Deine Aufgabe
Schreib den Text über das Wort „du“ nach seinem letzten Satz weiter.

Text der Seite
***
Für den Plural dieses Pronomens wird gemeiniglich das Ihr gehalten. Da dieses aber von einem ganz andern Stamme herkommt, so ist es schicklicher, dasselbe an seinem Orte besonders abzuhandeln.
Der Genitiv deiner wird in einigen Mundarten, besonders im Oberdeutschen, gern in dein zusammen gezogen, welches denn auch die Dichtkunst um des Sylbenmaßes willen oft beybehält. Er spottet dein. S. 2 Deiner.
Eigentlich sollte man mit diesem Fürworte alle einzelne Personen außer uns anreden. So gebrauchten auch die ältern Völker und Sprachen dieses Wort, so gebrauchen es noch viele auswärtige Nationen, und so bedienten sich dessen auch ehedem die alten Deutschen. Allein die Mode und die gesellschaftliche Höflichkeit haben hierhin schon seit mehrern Jahrhunderten eine Änderung getroffen, und heut zu Tage ist dieses Wort nur ein Zeichen theils der Vertraulichkeit, theils der Unterwerfung, theils auch der Verachtung. Jemanden du nennen. S. Dutzen.
Was die Vertraulichkeit betrifft, so pflegen sich Geschwister, Eheleute, und genaue Freunde, besonders solche, welche sich beym vertraulichen Trunke brüderliche Treue zugesagt, du zu nennen. Schon unter den Schwäbischen Kaisern war dieses Wort der vertraulichen, aufrichtigen Liebe eigen.
***
Vorgegebene Daten
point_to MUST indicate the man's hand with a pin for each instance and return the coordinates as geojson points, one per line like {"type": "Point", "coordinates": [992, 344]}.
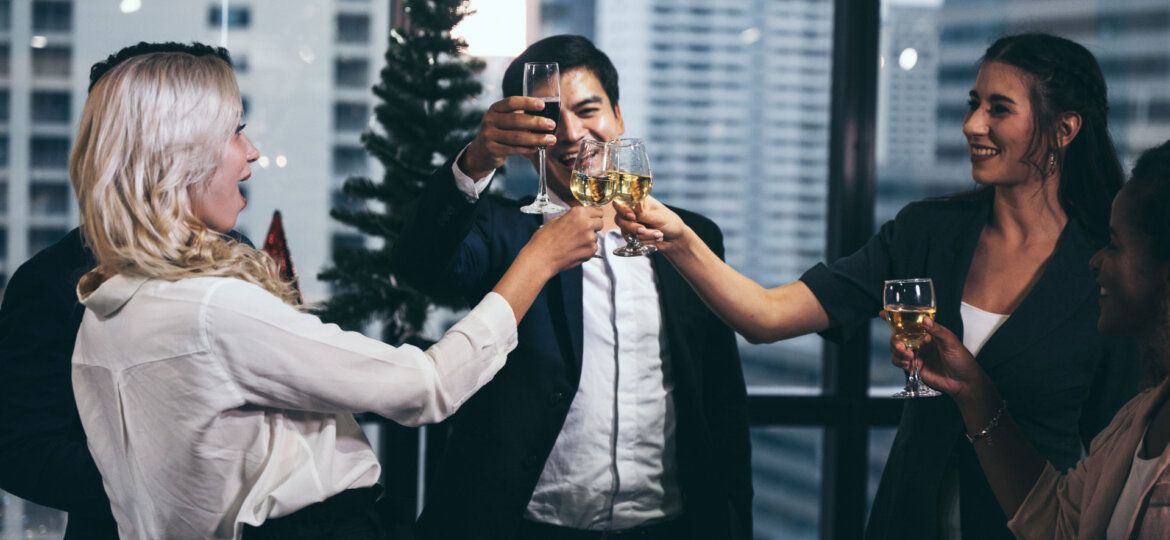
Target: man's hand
***
Ergebnis der Übung
Einer fraget lihte nu
Warumbe ich dich heisse du
Das von rehter liebe frowe sprich
Hab ich daran iender missesprochen
Das las ungerochen,
der Schenke von Limpurg.
In Ansehung der Unterwerfung werden Kinder von ihren Ältern und Vorgesetzten, niedrige Bediente und Leibeigene von ihren Herrschaften sehr oft nur du genannt. Der Kanzelleystyl des Hauses Österreich und vieler Oberdeutschen Höfe dutzet alle seine Minister und Beamten. S. Ihr.
Nur die Dichtkunst hat die Gewohnheit der Alten beybehalten, und redet alle Personen, die höchsten nicht ausgenommen, mit du an. Auch das höchste Wesen, Verstorbene, und alle unsichtbare und abstracte Dinge, wenn sie als Personen angesehen und eingeführet werden, sind von der Tyranney der modischen Höflichkeit gleichfalls ausgenommen, und heißen auch in Prosa du.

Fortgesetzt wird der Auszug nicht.